— Requirement 1 —
Recast the entries, from the line containing "Tag each instance of the cap" through the last line of the entries, as a Markdown table with the columns Row and Line, omitting blank lines.

— Text shown —
* start *
Key Experimental Results

Main Results — Galaxy Population Discovery

Galaxy Class Discovered Prev. Known Astrophysical Significance
Post-starburst/Quenched 326 ~170 More than doubles known count at \(z>4\); traces galaxy quenching
Lyman-α Emitters (LAEs) 213 ~100 Doubled; traces cosmic reionization
Extreme Emission Line Galaxies 180 ~80 Doubled; highest star-formation rates in the universe
High-z (highest redshift) 320 Small sample Traces earliest galaxy formation after the Big Bang
Little Red Dots (LRDs) 142 Few Compact V-shaped continuum + strong emission lines; physical mechanism unclear

Ablation Study — Reconstruction Quality

Metric Value Notes
Median MSE 0.122 Excellent reconstruction for the majority of spectra
MSE std. dev. 0.124 One-sided long-tail distribution
High-error causes Noise + artifacts MSE > 0.1 typically arises from low-SNR spectra
Masked region prediction VAE can infill missing bands Increases reconstruction error but carries astrophysical significance

Key Findings

  • 12 clusters span diverse astrophysical phenomena: Each cluster contains 63–334 galaxies with no single dominant group, indicating the model captures a diverse range of galaxy populations.
  • Natural redshift–class association: Without explicitly providing redshift as input, the VAE naturally separates galaxies at different redshifts into distinct clusters (Figure 2, right), demonstrating that the latent space encodes physically meaningful structure.
  • Composite spectra validation: The median spectrum of each cluster exhibits highly consistent continuum shapes and emission line features, confirming the astrophysical coherence of the clustering.

Highlights & Insights

  • arcsinh transformation for dynamic range: This simple yet elegant preprocessing step simultaneously preserves continuum (linear at low values) and emission line (logarithmic at high values) information, resolving the intrinsic dynamic range problem of spectral data. The approach generalizes to other signal data with extreme dynamic ranges.
  • VAE's natural handling of missing data: Through masked loss combined with latent space regularization, the VAE produces physically plausible predictions for missing wavelength bands, which is more astrophysically meaningful than conventional interpolation.
  • Unsupervised discovery → substantial expansion of rare samples: Known sample sizes for five key galaxy populations are more than doubled, which is highly significant for high-redshift galaxy statistical studies and demonstrates the transformative value of machine learning in astronomical discovery.
* end *
[Source entries]
* start *
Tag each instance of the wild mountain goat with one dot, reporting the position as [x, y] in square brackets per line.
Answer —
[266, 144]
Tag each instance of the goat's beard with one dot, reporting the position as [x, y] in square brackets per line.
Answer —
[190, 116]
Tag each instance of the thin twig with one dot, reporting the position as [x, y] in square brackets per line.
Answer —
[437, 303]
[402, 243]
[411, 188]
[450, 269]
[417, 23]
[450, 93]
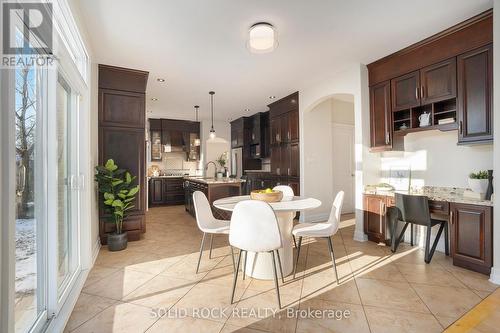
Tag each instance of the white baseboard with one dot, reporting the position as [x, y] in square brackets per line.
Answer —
[95, 251]
[495, 275]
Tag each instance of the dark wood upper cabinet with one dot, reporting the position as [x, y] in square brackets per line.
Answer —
[439, 82]
[471, 236]
[120, 108]
[475, 104]
[406, 91]
[380, 116]
[293, 125]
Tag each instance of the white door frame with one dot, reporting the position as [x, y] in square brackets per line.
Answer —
[350, 128]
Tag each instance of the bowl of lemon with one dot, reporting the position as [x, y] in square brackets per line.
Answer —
[267, 195]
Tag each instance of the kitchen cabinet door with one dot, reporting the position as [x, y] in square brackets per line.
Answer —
[406, 91]
[475, 98]
[294, 160]
[380, 116]
[156, 191]
[439, 82]
[374, 217]
[276, 160]
[293, 125]
[471, 237]
[275, 124]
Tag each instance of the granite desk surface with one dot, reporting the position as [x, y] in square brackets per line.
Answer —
[448, 194]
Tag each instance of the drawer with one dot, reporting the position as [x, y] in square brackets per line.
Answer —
[439, 207]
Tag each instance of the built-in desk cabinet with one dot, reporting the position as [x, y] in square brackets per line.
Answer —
[470, 227]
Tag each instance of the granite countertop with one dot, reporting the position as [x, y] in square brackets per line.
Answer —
[215, 181]
[448, 194]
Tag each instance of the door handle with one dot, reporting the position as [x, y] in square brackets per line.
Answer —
[21, 180]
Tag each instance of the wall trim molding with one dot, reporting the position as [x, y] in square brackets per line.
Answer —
[495, 275]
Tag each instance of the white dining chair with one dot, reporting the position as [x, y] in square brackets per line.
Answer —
[254, 228]
[322, 230]
[287, 192]
[208, 224]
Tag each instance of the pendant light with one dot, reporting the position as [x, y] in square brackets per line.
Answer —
[197, 141]
[212, 130]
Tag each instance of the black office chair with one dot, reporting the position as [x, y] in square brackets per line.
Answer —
[414, 209]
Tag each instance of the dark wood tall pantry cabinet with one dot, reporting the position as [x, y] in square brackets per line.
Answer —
[122, 120]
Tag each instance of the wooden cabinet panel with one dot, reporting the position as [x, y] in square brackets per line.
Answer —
[475, 104]
[439, 82]
[380, 116]
[405, 91]
[471, 236]
[121, 108]
[293, 124]
[155, 191]
[374, 217]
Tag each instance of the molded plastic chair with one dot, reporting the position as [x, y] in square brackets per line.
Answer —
[414, 209]
[254, 228]
[208, 224]
[287, 192]
[323, 230]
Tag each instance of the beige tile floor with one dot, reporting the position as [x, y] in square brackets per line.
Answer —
[379, 291]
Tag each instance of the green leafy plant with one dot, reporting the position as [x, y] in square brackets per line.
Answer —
[479, 175]
[222, 160]
[117, 190]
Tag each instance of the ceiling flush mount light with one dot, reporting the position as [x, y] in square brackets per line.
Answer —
[197, 141]
[262, 38]
[212, 130]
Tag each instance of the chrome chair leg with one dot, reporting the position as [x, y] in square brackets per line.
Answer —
[281, 267]
[276, 280]
[211, 244]
[297, 260]
[245, 265]
[235, 277]
[332, 254]
[201, 252]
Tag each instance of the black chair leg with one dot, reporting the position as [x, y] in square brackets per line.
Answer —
[275, 280]
[281, 268]
[411, 234]
[235, 277]
[332, 254]
[446, 239]
[297, 260]
[245, 265]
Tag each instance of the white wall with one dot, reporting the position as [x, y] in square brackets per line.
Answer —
[353, 80]
[437, 160]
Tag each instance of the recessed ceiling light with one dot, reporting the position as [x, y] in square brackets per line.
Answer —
[262, 38]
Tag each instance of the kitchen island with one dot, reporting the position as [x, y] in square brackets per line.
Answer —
[214, 188]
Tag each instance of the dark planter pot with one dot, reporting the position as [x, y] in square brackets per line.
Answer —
[117, 242]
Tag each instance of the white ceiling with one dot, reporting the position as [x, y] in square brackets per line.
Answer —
[199, 46]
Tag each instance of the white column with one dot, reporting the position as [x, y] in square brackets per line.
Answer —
[495, 271]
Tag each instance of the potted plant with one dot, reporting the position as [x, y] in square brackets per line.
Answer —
[222, 160]
[118, 193]
[478, 182]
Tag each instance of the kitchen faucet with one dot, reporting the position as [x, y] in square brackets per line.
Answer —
[215, 168]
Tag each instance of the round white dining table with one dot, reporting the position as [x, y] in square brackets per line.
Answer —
[259, 265]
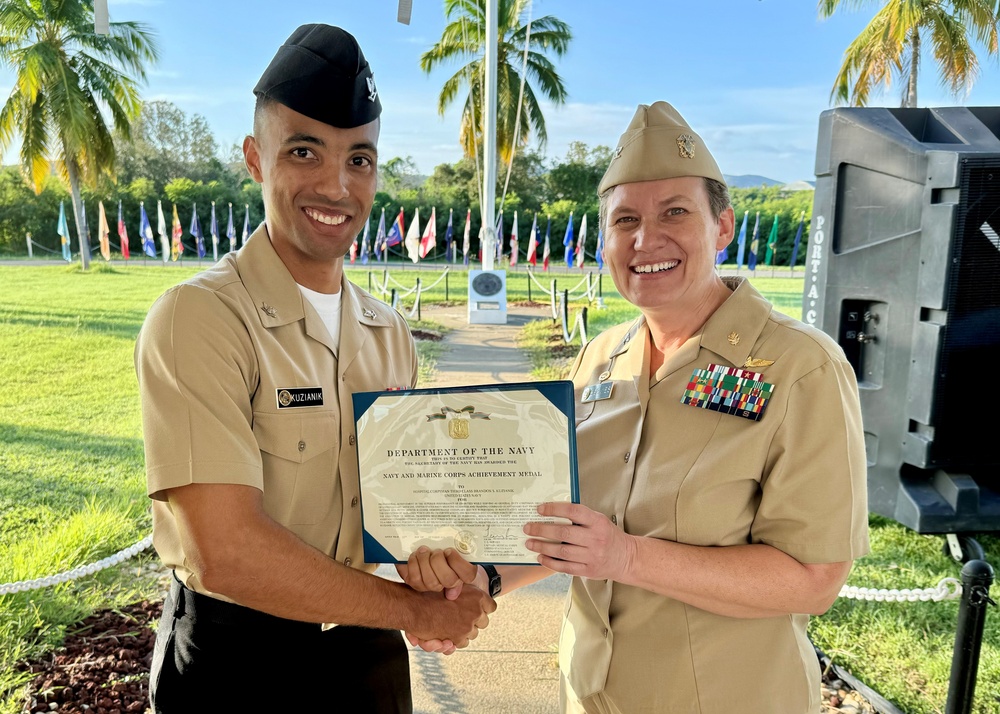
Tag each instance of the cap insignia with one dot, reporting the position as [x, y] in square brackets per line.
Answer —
[685, 145]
* end *
— Requirement 2 —
Continue the summary of galaxy discoveries from where it stops.

— Exercise result 1 —
| Row | Line |
|---|---|
| 1 | Tag each instance of the cap insignia with one dot, reporting the position as [x, y] in square brackets per line. |
| 2 | Answer — |
| 3 | [685, 145] |

— Exercise result 2 —
  • Pipeline integration: The method can be directly integrated into JWST spectroscopic data repositories for automatic classification and anomaly detection at ingestion time.

Limitations & Future Work

  • Clustering performed in 2D UMAP space: UMAP dimensionality reduction may discard high-dimensional structural information; clustering directly in the 16D latent space or employing hierarchical clustering may be preferable.
  • Class labeling still requires human expertise: Astrophysical interpretation of clustering results depends on domain experts comparing outputs against known spectral features, and is therefore not fully automated.
  • Class degeneracy: A single spectrum may belong to multiple known categories (e.g., EELG + LAE simultaneously); the current hard GMM assignment cannot accommodate this.
  • Limited sample size: The dataset comprises 2,743 spectra; the approach is scalable to larger datasets as JWST data continues to grow.
  • Future directions:
    • Incorporate JWST imaging (multimodal VAE) and high-resolution spectra;
    • Replace GMM with DBSCAN/OPTICS to handle non-convex cluster structures;
    • Explore \(\beta\)-VAE or conditional VAE to improve latent space interpretability.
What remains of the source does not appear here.